“The difficulties of life are intended to make us better, not bitter.” – Dan Reeves
I think most people can relate to this quote since disappointments and injustices find their way into our lives. Two remarkable people come to mind when I reflect on this quote. Two years ago Malala Yousafzai of Pakistan was shot in the head by Taliban members and almost died. She had attended school, and in the eyes of the Taliban, this was considered an offense against Islam. Following her surgery and a lengthy recovery, Malala dedicated her life to working for the rights of girls around the world to an education. She has taken her campaign to the world stage, notably, with a speech last year at the United Nations. Through her heroic efforts girls around the world have received encouragement to pursue an education that was thought to be impossible. At 17 she is the youngest woman to receive the Nobel Peace Prize.
Pakistani Prime Minister Navez Sharif responded to the Nobel award to Malala: “She is the pride of Pakistan; she has made her country proud…. Her achievements are unparalleled. No bullet can stop this determined young woman whose life is better by making the lives of many other girls better.”

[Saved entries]

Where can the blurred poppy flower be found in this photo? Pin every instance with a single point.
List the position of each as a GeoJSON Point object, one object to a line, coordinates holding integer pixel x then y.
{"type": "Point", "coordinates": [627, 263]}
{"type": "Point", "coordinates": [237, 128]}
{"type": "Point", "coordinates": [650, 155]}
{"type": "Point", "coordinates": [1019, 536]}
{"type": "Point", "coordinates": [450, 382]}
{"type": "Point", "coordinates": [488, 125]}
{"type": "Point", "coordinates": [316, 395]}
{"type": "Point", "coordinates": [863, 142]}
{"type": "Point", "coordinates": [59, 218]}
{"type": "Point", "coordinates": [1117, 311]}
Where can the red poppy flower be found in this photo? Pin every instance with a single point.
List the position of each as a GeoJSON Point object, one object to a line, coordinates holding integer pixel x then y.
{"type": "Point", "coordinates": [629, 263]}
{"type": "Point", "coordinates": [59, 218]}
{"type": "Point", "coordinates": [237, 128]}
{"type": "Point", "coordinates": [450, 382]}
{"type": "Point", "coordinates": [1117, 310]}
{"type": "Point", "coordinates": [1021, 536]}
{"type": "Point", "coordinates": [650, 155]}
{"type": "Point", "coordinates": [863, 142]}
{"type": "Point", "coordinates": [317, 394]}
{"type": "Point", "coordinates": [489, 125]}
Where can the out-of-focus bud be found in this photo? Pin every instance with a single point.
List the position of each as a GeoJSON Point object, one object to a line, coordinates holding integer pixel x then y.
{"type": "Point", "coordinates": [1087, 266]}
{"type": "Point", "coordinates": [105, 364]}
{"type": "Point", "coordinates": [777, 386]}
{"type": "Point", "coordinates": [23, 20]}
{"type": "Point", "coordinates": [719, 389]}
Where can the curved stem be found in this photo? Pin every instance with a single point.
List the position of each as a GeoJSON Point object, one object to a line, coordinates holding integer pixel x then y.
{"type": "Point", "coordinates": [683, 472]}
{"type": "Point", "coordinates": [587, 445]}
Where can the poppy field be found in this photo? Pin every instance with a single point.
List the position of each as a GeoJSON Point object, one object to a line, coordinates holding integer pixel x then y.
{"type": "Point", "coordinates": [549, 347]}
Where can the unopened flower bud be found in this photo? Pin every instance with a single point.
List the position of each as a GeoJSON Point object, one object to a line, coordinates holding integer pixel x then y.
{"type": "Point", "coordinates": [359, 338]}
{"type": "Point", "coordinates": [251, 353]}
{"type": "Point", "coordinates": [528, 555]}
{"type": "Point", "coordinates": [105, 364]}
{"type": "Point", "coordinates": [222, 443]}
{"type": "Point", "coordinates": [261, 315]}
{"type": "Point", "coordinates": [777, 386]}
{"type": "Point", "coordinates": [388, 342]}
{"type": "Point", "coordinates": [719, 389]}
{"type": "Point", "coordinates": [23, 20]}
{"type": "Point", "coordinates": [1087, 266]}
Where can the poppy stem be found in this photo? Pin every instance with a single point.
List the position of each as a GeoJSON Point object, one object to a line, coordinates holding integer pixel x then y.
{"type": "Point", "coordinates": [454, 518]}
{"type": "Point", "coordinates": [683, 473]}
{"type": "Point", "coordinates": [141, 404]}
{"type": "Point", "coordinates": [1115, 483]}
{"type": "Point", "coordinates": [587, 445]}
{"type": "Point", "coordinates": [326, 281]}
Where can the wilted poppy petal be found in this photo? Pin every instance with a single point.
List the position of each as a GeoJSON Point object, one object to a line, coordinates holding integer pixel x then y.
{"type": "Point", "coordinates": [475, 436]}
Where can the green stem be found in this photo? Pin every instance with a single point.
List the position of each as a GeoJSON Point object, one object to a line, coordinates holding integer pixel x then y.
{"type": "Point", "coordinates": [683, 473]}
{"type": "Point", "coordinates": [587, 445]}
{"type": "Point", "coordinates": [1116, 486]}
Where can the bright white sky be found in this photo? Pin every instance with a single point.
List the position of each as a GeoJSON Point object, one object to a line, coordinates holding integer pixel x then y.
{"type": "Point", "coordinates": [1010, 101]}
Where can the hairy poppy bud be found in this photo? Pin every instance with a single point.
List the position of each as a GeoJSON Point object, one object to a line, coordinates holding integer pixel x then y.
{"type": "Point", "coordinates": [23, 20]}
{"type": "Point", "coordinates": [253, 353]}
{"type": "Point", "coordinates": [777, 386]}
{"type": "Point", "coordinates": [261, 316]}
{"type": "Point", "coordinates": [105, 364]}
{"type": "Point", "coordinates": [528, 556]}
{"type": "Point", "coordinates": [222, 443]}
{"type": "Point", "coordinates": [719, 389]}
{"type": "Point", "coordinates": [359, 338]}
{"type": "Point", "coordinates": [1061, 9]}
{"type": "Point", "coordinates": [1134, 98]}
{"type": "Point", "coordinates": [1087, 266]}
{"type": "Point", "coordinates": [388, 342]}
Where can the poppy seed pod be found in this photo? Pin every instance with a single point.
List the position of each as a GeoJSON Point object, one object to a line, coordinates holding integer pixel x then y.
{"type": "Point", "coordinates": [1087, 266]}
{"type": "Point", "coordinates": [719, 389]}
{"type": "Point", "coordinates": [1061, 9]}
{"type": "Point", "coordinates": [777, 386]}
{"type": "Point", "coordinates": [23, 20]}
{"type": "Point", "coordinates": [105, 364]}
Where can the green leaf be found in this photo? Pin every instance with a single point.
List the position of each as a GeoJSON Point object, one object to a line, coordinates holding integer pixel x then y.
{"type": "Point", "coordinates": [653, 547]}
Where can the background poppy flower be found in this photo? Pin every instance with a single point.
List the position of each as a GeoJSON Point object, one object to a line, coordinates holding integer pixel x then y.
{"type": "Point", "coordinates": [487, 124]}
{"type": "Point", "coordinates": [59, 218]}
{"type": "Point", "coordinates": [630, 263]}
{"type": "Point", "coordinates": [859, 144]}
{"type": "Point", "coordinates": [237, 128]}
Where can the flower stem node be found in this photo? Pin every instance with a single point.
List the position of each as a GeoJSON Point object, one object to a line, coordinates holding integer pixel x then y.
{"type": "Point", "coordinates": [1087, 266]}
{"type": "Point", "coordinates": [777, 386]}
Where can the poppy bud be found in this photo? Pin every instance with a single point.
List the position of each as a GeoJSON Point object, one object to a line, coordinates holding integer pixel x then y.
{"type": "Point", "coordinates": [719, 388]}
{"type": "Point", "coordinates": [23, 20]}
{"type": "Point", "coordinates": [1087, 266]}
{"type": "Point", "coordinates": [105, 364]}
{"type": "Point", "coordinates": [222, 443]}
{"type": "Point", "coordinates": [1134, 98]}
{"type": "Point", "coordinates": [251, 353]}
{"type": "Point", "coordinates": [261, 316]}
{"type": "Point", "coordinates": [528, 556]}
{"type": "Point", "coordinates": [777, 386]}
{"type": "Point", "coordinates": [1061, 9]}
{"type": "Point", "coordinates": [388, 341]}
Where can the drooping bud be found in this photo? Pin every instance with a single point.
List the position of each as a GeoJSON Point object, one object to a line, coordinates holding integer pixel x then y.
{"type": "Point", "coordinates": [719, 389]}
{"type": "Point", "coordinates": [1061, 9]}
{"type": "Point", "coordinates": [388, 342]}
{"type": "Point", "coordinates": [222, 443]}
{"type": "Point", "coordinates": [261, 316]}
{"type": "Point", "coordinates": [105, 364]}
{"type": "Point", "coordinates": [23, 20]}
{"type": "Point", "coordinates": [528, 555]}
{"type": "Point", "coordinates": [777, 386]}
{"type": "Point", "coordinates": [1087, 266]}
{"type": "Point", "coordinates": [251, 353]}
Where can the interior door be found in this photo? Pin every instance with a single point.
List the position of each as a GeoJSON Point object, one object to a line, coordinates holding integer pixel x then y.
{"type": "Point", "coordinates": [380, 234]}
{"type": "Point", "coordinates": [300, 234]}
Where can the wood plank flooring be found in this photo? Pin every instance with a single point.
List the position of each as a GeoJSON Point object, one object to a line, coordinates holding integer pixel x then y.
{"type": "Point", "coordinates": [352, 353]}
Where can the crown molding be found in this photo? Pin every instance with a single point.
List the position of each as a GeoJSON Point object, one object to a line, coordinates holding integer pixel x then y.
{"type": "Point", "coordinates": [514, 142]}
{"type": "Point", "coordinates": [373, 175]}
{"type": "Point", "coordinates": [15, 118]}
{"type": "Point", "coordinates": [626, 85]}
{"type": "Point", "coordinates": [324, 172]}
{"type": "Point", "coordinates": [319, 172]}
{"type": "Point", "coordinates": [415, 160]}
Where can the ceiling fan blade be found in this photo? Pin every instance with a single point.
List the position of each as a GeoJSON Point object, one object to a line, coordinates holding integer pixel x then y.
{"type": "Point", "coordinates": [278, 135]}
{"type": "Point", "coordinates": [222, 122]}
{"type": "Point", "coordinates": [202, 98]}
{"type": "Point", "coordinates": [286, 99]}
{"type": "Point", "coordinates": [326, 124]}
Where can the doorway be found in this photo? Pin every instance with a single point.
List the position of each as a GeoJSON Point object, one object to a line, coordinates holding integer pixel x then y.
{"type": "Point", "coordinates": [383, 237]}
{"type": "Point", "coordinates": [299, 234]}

## Try it
According to the passage about Malala Yousafzai, what distinction does she hold as a recipient of the Nobel Peace Prize? The items are separate material and have no connection to the passage about Malala Yousafzai.

## Result of this task
At 17, she is the youngest woman to receive the Nobel Peace Prize.